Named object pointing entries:
-*-*-
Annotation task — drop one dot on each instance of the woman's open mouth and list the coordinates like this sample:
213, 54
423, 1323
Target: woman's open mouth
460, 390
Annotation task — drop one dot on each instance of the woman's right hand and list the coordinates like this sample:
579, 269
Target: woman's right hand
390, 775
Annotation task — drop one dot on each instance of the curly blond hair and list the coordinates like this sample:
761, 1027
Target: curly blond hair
-*-*-
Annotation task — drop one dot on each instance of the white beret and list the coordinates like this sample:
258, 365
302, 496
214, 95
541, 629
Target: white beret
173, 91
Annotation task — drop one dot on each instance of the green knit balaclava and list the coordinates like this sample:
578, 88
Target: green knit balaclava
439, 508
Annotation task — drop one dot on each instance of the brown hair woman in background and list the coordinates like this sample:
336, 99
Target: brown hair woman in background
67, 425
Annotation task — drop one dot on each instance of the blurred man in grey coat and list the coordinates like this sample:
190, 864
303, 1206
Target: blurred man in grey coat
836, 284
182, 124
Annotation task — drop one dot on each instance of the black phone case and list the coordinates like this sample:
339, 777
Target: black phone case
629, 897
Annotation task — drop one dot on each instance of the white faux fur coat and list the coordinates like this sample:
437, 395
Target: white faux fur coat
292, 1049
-*-*-
Pull out every line of the listing that contains the word "woman", matching case exactly.

Solution for this task:
Annotation task — drop one dot on each instance of the woman's open mouth and list the coordinates like this sample:
Target: woman's open mouth
Annotation task — drop one dot on each instance of the woman's right hand and list the coordinates like this sample:
Target: woman's right hand
Annotation task — drop one dot on each instance of the brown hair woman in background and list the coordinates like this sample:
Target: brown hair woman in background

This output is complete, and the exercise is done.